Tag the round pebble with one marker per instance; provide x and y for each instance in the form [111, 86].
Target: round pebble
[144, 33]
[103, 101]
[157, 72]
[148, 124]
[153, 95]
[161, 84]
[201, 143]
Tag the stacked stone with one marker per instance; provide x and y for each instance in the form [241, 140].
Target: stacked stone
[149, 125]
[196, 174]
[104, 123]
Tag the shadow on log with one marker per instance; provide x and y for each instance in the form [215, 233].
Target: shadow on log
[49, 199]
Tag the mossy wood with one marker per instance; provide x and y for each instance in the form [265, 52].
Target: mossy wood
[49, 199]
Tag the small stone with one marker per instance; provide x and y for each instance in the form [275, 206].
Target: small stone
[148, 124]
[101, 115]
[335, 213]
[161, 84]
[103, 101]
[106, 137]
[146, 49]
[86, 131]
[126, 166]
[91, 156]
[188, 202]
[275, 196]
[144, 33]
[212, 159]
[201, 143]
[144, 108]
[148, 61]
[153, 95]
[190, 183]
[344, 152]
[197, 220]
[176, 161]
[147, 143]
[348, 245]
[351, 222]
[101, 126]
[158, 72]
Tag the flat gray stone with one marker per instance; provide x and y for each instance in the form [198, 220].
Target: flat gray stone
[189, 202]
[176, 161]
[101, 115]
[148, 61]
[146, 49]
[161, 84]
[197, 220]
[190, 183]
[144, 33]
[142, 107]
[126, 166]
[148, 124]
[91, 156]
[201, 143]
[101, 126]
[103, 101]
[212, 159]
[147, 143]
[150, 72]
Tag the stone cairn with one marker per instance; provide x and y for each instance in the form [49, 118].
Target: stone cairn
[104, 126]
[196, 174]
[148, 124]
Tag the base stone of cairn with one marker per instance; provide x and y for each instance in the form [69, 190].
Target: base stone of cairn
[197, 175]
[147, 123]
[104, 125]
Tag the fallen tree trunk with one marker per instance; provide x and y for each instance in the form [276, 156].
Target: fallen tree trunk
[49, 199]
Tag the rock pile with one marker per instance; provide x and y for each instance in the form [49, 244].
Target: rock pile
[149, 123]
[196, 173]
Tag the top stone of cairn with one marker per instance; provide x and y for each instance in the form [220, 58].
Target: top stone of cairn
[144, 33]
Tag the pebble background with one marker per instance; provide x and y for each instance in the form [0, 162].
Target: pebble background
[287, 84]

» Task
Could you reproduce exactly the lines of the entries above, from the one with "Target: mossy wood" through the one with "Tag the small", and nothing else?

» Task output
Target: mossy wood
[49, 199]
Tag the small stone with one marker per instance; provide x and y for each instance in the form [275, 206].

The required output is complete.